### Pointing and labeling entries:
╔══
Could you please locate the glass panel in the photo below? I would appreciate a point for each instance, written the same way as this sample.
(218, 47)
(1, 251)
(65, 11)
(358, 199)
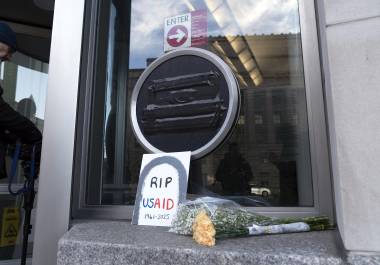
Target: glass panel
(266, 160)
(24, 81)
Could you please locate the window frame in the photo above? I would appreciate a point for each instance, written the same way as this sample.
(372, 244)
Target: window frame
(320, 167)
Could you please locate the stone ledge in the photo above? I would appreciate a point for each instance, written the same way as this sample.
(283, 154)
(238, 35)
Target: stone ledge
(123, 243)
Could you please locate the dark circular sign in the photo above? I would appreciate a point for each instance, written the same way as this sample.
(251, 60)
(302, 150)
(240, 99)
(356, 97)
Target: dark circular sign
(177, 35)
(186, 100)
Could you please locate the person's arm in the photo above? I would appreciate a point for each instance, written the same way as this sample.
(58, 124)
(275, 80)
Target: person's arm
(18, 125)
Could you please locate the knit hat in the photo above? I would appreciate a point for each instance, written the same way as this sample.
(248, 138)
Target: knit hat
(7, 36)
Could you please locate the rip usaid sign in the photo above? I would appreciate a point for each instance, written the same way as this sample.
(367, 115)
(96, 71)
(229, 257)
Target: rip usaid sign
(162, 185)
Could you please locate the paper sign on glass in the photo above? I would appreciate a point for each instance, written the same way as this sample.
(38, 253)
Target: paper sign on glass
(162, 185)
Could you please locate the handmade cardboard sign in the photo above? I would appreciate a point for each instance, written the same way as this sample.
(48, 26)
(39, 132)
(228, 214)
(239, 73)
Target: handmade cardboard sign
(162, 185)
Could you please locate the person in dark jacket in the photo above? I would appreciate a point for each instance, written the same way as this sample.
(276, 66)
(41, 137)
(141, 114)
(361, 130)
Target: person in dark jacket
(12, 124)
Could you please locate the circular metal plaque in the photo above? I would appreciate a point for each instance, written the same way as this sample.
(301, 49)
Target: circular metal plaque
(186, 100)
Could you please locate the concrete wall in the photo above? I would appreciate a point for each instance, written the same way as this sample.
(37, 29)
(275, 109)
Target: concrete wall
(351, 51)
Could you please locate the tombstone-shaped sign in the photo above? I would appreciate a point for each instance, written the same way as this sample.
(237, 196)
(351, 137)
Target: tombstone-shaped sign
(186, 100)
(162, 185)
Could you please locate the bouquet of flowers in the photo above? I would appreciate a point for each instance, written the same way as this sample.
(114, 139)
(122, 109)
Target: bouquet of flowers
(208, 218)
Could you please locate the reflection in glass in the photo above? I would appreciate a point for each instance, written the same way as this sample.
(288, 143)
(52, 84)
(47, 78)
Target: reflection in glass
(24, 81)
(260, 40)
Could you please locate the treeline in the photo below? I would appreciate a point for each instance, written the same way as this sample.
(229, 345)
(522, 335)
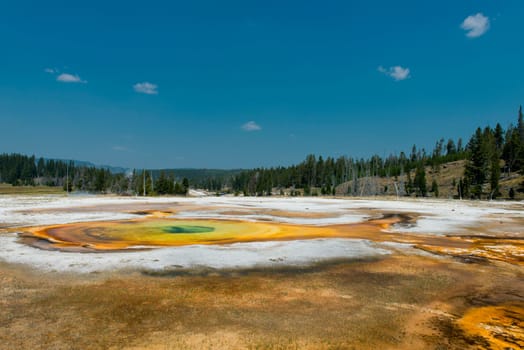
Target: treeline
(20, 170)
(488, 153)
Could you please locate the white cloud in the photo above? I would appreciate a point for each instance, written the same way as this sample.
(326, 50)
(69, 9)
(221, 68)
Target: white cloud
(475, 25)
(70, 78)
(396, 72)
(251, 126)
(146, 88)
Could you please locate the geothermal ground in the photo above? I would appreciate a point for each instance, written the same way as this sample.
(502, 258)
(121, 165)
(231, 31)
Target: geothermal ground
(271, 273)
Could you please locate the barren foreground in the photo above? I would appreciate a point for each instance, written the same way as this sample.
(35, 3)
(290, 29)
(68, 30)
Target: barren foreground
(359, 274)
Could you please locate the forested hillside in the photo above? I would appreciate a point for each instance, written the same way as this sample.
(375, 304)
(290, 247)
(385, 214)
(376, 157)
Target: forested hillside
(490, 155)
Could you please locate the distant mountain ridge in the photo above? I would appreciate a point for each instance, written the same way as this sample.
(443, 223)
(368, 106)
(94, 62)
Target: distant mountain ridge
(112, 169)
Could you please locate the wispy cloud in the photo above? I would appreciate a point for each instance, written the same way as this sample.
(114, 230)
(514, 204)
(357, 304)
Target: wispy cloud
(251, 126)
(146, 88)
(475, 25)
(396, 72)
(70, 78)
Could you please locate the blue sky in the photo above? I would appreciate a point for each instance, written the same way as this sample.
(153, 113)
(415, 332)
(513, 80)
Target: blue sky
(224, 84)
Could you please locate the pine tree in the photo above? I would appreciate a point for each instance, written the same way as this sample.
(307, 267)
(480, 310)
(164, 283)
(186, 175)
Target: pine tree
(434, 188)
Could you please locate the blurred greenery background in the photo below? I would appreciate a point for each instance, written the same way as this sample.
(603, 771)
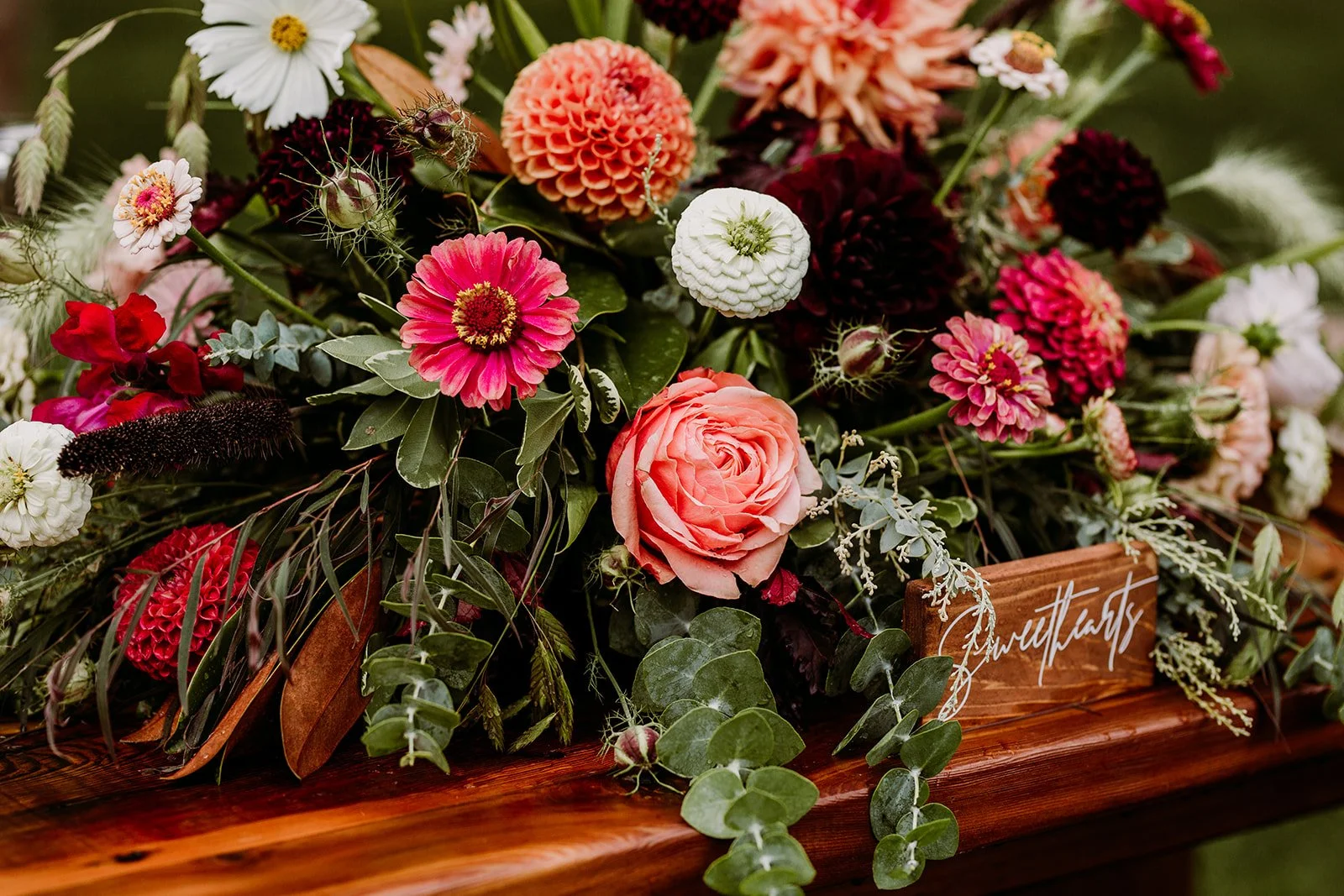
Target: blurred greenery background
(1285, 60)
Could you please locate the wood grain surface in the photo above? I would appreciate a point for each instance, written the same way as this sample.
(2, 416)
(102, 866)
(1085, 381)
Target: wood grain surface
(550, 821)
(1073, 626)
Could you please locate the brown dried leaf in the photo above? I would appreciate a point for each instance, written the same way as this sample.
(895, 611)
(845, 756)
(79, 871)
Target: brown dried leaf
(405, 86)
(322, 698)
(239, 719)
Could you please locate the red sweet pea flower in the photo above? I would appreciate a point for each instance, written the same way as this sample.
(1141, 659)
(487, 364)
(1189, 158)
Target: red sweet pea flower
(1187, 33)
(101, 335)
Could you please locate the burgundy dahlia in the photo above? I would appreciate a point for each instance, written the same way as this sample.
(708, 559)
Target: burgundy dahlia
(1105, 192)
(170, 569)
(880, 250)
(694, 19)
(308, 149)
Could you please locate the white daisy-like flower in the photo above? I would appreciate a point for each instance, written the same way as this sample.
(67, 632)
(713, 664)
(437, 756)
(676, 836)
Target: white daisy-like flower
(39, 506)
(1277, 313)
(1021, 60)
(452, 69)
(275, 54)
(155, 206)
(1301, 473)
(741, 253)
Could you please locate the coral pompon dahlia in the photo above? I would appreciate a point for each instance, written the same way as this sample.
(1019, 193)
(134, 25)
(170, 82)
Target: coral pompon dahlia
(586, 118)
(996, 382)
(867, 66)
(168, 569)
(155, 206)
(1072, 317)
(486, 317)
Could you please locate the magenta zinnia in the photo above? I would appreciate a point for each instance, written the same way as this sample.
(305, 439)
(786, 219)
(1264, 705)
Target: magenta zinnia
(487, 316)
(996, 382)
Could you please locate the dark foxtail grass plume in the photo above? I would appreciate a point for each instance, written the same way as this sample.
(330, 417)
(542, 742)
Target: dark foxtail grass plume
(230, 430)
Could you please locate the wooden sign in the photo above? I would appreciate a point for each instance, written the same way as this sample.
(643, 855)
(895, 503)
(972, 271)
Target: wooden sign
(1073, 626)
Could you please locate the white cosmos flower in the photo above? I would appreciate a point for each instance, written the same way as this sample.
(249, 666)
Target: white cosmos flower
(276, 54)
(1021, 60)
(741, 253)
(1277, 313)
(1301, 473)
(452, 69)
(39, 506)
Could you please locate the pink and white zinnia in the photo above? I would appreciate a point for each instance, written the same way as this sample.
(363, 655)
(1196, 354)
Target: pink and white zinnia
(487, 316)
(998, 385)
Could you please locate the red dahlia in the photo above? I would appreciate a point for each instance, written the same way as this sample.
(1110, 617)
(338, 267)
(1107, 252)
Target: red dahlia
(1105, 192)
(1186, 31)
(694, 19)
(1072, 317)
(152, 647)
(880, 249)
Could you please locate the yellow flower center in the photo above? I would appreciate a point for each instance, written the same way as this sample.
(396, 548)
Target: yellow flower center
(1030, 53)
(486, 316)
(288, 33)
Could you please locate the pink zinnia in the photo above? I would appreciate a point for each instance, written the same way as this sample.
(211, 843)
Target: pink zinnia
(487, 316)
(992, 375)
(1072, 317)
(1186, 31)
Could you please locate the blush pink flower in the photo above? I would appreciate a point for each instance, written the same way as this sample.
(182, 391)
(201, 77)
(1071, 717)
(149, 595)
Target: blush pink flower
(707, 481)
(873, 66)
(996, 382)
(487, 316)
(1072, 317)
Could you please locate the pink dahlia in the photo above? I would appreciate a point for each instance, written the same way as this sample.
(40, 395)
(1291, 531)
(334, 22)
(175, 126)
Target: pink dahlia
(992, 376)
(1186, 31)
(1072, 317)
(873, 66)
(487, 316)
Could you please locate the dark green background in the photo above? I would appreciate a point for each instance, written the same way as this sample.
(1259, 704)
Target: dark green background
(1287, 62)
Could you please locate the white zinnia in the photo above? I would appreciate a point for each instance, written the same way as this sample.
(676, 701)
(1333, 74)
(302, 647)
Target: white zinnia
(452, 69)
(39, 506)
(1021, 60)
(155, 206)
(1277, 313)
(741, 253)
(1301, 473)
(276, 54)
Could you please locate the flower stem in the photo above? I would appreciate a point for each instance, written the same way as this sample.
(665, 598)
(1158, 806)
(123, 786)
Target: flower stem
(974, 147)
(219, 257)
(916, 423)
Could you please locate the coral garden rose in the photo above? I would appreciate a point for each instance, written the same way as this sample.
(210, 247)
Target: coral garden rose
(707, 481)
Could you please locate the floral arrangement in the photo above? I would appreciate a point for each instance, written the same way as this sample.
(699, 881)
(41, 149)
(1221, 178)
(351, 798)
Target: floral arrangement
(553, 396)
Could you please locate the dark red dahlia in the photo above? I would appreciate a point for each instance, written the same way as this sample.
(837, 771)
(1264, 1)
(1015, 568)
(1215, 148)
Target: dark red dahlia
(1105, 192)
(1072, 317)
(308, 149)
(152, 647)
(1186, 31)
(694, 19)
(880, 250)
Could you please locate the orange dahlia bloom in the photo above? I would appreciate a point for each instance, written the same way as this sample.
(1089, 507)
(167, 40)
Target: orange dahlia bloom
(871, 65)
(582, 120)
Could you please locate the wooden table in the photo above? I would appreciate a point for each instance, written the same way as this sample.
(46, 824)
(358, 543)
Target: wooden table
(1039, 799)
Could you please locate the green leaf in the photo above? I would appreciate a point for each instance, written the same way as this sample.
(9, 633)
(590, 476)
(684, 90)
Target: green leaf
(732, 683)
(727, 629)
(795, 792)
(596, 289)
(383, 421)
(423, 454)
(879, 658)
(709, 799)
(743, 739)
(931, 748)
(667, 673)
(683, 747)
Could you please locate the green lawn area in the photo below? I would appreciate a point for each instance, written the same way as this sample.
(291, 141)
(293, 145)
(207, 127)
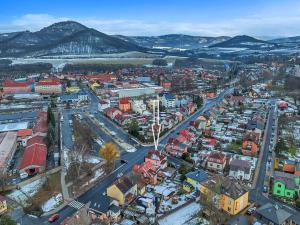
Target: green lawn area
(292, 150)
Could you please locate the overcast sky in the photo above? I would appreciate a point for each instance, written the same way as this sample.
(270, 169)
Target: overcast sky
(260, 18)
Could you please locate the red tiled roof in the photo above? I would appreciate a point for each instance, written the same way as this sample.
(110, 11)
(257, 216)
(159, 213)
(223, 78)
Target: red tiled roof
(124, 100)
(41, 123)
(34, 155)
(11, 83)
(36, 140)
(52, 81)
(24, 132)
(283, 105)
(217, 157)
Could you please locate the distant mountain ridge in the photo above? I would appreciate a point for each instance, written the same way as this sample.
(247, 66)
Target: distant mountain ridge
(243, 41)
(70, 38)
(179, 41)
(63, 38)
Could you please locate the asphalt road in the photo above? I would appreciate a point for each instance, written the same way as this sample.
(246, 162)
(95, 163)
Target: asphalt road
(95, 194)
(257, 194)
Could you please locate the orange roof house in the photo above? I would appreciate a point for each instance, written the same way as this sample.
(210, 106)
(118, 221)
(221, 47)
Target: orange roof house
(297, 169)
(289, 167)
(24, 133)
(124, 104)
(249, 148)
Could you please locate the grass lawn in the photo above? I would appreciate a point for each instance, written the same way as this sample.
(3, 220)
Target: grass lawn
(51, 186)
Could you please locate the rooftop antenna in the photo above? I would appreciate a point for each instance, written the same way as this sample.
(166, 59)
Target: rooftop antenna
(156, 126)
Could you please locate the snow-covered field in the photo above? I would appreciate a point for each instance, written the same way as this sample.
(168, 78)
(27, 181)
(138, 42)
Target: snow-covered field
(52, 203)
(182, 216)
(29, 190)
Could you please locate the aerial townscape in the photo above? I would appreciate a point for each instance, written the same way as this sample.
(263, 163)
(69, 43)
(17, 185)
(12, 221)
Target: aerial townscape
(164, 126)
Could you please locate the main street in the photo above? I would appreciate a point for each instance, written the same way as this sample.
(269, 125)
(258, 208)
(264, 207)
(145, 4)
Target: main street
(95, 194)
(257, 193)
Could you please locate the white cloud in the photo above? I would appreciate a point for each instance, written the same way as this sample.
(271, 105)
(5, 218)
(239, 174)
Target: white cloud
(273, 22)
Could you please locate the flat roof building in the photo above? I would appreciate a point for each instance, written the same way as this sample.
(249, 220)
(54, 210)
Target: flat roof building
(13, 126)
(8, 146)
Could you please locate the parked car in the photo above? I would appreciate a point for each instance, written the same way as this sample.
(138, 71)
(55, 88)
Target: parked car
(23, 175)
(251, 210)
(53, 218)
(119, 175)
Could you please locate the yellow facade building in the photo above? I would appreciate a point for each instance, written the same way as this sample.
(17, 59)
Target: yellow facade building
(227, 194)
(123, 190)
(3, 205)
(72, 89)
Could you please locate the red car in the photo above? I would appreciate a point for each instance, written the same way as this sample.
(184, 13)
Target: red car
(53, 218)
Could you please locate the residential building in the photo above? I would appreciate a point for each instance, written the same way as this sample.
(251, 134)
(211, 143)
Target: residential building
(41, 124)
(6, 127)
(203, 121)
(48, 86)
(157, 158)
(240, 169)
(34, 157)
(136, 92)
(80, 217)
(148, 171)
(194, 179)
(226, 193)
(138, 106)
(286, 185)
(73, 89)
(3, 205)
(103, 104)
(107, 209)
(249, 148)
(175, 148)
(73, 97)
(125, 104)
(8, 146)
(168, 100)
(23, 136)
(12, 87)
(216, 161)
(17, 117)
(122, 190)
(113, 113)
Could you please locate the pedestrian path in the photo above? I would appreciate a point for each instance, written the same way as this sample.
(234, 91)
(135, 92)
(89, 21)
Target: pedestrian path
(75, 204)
╚══
Retype only the lines running from the line with "Could you please locate the residential" to the end of the listing, including both of those lines.

### RIGHT ANSWER:
Could you please locate the residential building in the photo above? I would appreciate a point for each instance, written the same way as this sample.
(251, 134)
(211, 143)
Target: residential building
(41, 124)
(6, 127)
(203, 121)
(48, 86)
(157, 158)
(240, 169)
(34, 157)
(136, 92)
(80, 217)
(148, 171)
(194, 179)
(226, 193)
(138, 106)
(286, 185)
(73, 89)
(3, 205)
(103, 104)
(107, 209)
(249, 148)
(175, 148)
(73, 97)
(125, 104)
(8, 146)
(168, 100)
(23, 136)
(12, 87)
(216, 161)
(17, 117)
(122, 190)
(113, 113)
Could you please locate the pedestrian path in the photo above? I would appreciate a point for each instance, written the same way as this sample.
(234, 91)
(135, 92)
(89, 21)
Target: pedestrian path
(75, 204)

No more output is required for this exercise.